1. He gives you the file experiment.csv. It contains one line per subject, and each line contains the values for the following variables that he measured:
height
,weight
,amount-chocolate
,task-one-score
,task-two-score
. (He allowed the participants to eat chocolate during the experiment, and the third column shows the amount of chocolate they ate in grams.) Load the data into an array.
col_names = ["height", "weight", "amount-chocolate", "task-one-score", "task-two-score"]
df = pd.read_csv("experiment.csv", header=None, sep=' ', names=col_names)
2. As a sanity check, create a scatter plot of height vs. weight. These two should clearly be correlated and you should see a straight line relationship.
df.plot(kind='scatter', x='height', y='weight')
<matplotlib.axes._subplots.AxesSubplot at 0x107b92150>
3. To assess your colleague's claim, first create a box plot of the scores in task 1 and task 2. Also, compute the correlation between the two (using Pearson's $r$) and check whether it is significant.
print("Pearson's r is {}".format(df['task-one-score'].corr(df['task-two-score'])))
df.boxplot(column=['task-one-score', 'task-two-score'],return_type='axes');
Pearson's r is 0.04231920574803165
4. When your colleague hears about your results, he is a bit disappointed. However, he already has a new hypothesis: maybe chocolate is acting as a promoter somehow and the amount of chocolate consumed has some effect? Create some plots and hypothesis tests to assess this new hypothesis.
df.plot(kind='scatter', x='task-one-score', y='amount-chocolate');
df.plot(kind='scatter', x='task-two-score', y='amount-chocolate');
print("Pearson's r for task one is {}".format(df['task-one-score'].corr(
df['amount-chocolate'])))
print("Pearson's r for task two is {}".format(df['task-two-score'].corr(
df['amount-chocolate'])))

-*-

*Task details:*
Answer these questions from the page extract:
(a) What does the third column of experiment.csv record, and in what unit?
(b) Which two variables go into the scatter plot made as a sanity check?
(c) What value of Pearson's r is printed for task-one-score against task-two-score?

*Information supplied:*
-*-

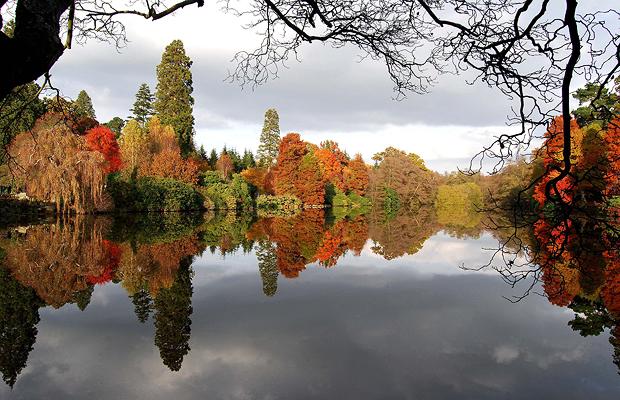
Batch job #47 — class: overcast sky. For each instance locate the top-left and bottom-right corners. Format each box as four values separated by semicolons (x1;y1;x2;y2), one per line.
43;2;612;172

-*-

*Expected output:*
(a) The amount of chocolate each participant ate, in grams.
(b) Height and weight.
(c) 0.04231920574803165